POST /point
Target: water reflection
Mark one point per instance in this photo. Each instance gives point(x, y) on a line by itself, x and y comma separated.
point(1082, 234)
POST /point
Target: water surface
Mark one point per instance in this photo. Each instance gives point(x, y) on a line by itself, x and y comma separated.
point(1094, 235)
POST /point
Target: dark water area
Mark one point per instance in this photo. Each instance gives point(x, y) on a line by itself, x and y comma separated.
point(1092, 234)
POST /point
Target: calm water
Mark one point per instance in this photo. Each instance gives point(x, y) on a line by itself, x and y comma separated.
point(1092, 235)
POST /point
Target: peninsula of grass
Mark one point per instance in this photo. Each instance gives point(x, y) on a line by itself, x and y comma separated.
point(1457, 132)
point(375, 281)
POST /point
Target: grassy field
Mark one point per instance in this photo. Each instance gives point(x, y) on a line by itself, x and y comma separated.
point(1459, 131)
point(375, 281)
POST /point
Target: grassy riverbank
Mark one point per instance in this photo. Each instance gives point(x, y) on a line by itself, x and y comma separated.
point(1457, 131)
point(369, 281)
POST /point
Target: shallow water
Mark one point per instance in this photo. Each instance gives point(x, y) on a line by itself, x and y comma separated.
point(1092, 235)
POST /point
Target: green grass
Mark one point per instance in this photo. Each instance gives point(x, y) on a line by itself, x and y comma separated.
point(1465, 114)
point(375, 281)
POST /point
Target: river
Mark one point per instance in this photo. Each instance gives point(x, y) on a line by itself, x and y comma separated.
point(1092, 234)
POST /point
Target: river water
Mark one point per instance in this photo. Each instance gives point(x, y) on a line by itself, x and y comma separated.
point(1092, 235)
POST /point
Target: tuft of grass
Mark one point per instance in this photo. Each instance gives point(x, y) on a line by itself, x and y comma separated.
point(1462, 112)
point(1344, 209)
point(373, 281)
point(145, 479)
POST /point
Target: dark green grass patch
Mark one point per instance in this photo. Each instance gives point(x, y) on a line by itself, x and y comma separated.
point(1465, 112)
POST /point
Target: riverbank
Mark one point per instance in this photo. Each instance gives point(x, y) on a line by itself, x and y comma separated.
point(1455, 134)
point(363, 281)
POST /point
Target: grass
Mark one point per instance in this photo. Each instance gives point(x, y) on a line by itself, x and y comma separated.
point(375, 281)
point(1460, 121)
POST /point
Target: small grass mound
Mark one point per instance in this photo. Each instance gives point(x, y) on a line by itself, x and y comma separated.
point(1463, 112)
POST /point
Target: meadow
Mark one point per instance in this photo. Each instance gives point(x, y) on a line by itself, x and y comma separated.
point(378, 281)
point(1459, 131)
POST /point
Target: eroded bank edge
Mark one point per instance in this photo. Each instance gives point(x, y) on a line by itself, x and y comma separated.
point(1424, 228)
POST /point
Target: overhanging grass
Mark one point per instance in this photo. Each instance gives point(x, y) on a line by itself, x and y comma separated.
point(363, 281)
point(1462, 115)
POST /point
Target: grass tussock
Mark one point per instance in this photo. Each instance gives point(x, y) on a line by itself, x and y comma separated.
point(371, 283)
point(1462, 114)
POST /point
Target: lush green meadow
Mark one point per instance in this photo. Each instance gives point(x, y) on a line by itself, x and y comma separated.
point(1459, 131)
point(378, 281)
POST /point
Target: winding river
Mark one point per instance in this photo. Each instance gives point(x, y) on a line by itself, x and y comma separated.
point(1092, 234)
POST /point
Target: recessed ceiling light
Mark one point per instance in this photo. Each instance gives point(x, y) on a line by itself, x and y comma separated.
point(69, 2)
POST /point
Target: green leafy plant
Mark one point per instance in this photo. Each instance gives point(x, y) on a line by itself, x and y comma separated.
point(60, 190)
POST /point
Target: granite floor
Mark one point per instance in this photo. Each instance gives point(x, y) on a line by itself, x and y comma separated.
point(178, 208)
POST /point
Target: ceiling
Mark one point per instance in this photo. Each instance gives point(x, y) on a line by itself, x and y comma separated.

THE EXERCISE = Extract each record, keeping it identical to the original.

RESPONSE =
POST /point
Target: water reflection
Mark one point per instance in this photo. Each instance gives point(x, y) on a line by itself, x and y comma separated.
point(1082, 234)
POST /point
Target: water surface
Mark one point per instance in this photo. Each instance gives point(x, y) on a line by itself, x and y comma separated.
point(1094, 235)
POST /point
Target: dark water area
Mark one point per instance in this photo. Each instance gives point(x, y) on a line by itself, x and y comma separated.
point(1092, 234)
POST /point
Target: calm water
Mark one point per instance in this photo. Each instance gives point(x, y) on a line by itself, x and y comma separated.
point(1092, 235)
POST /point
Target: peninsula of grass
Mark one point per instance in this photo. Each instance gives point(x, y) on a line by itself, x and y comma separated.
point(1457, 132)
point(375, 281)
POST /point
Target: grassy field
Mark one point per instance in this photo. Each instance gives point(x, y) on a line by itself, x and y comma separated.
point(1459, 131)
point(375, 281)
POST /point
Target: grassy riverbank
Mark one point per instance in this photo. Each instance gives point(x, y) on a line by itself, x and y comma separated.
point(1457, 131)
point(369, 281)
POST /point
Target: shallow water
Mark one point per instance in this photo. Each instance gives point(x, y) on a line by itself, x and y comma separated.
point(1092, 235)
POST /point
Target: green grass
Mark one point per instance in this photo. Each instance gives point(x, y) on a line by itself, x and y comma separated.
point(1465, 114)
point(375, 281)
POST /point
Target: river
Mark one point per instance in this photo. Each instance gives point(x, y) on a line by itself, x and y comma separated.
point(1092, 234)
POST /point
Target: river water
Mark one point per instance in this photo. Each instance gives point(x, y) on a line by itself, x and y comma separated.
point(1092, 235)
POST /point
Target: tuft of grass
Mark one point per instance in this photo. Each instance gives point(x, y) on a line by itself, x and y comma separated.
point(1462, 112)
point(1344, 209)
point(373, 281)
point(145, 479)
POST /point
Target: dark green grass patch
Mark one point per instance in this photo. Each instance gives point(x, y) on a line by itself, x and y comma separated.
point(1465, 112)
POST /point
Target: riverbank
Mark one point per instance in this photo. Each instance gives point(x, y) on a line by itself, x and y comma separated.
point(1455, 134)
point(363, 281)
POST /point
Target: grass
Mark one point per instance in this photo. Each instance gives point(x, y) on a line by itself, x and y comma separated.
point(375, 281)
point(1460, 121)
POST /point
Target: small grass mound
Mark one point per instance in this photo. Each instance gives point(x, y) on a line by itself, x and y comma separated.
point(1463, 112)
POST /point
Target: meadow
Mark one point per instance in this photo. Each instance gives point(x, y) on a line by itself, x and y comma separated.
point(378, 281)
point(1459, 131)
POST /point
Target: eroded bank edge
Mark one point per instance in this photo. Each instance gives point(x, y) on a line by itself, x and y comma separated.
point(1424, 228)
POST /point
Target: overhanging grass
Mark one point per instance in this photo. Each instance gives point(x, y) on a line by itself, x and y comma separated.
point(363, 281)
point(1462, 115)
POST /point
Target: grass tussock
Mark one point per instance in this photo. Each instance gives point(x, y) on a line by itself, x and y comma separated.
point(371, 283)
point(1462, 114)
POST /point
Target: lush green meadow
Mark one point per instance in this photo. Each instance gives point(x, y) on a line by itself, x and y comma separated.
point(1459, 131)
point(378, 281)
POST /point
Target: winding river
Mark one point per instance in this photo. Each instance gives point(x, y) on a line by itself, x and y comma separated.
point(1092, 234)
POST /point
Target: recessed ceiling light
Mark one point per instance in this photo. Each instance gives point(x, y) on a line by itself, x and y comma separated.
point(69, 2)
POST /point
Target: green leafy plant
Mark one point per instance in this photo. Each instance gives point(x, y) on a line by itself, x and y comma separated.
point(60, 190)
POST /point
Target: granite floor
Mark one point per instance in this photo. Each instance gives point(x, y) on a line by itself, x and y comma separated.
point(178, 208)
POST /point
Target: ceiling
Mark one point per instance in this photo. Each instance gives point(x, y) on a line by itself, x and y comma separated.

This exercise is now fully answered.